:: Task objective ::
Return the listing below unchanged, minus its pictures.

:: Extracted data ::
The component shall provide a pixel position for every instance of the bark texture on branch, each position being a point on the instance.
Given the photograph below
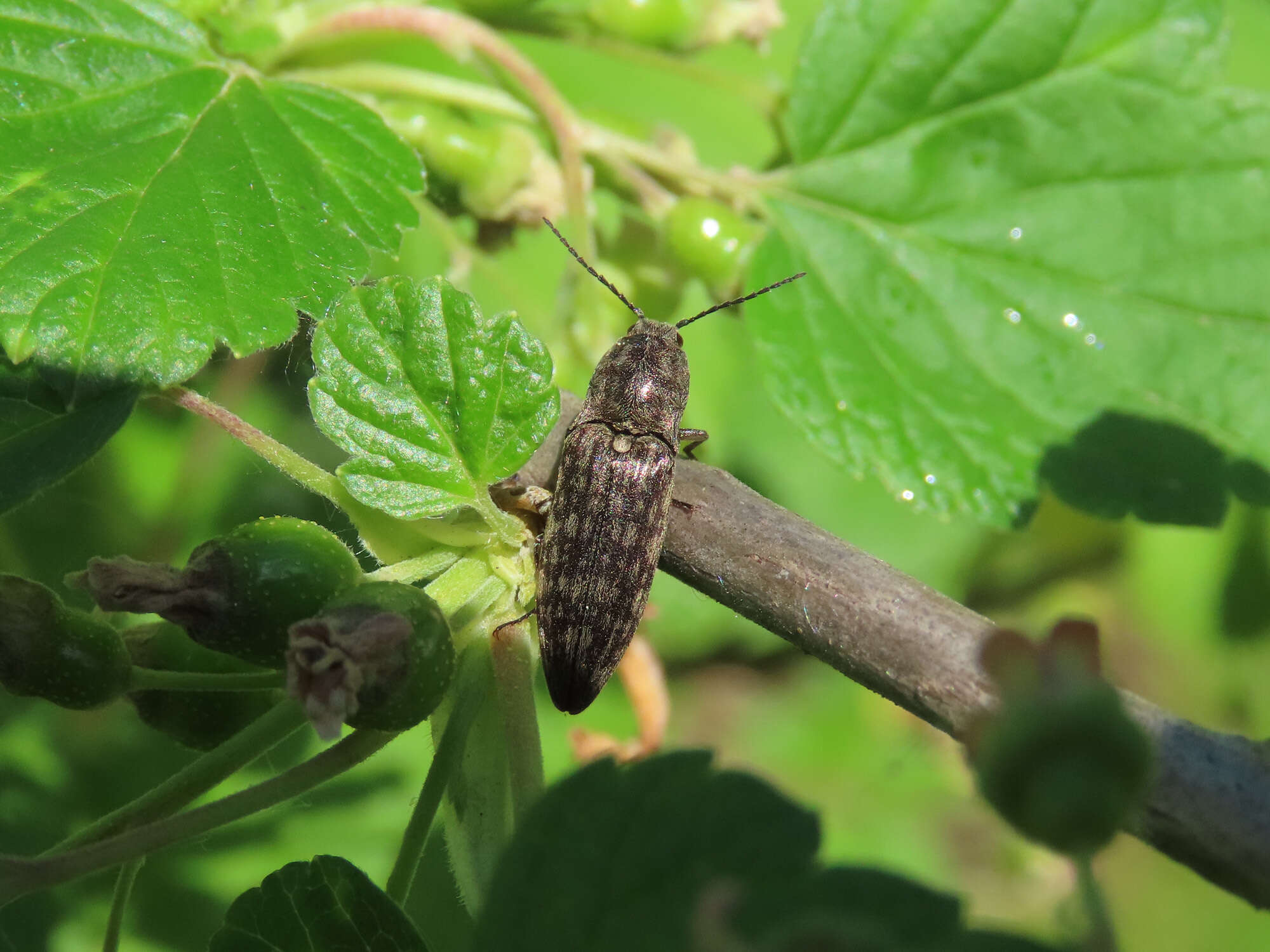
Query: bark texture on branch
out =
(1210, 807)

:: Written solution ::
The component shall provide a pixel position for every instance of the bark texture on branch, each position being a point on the instance.
Given the photograph below
Query: bark texture on branch
out =
(1210, 807)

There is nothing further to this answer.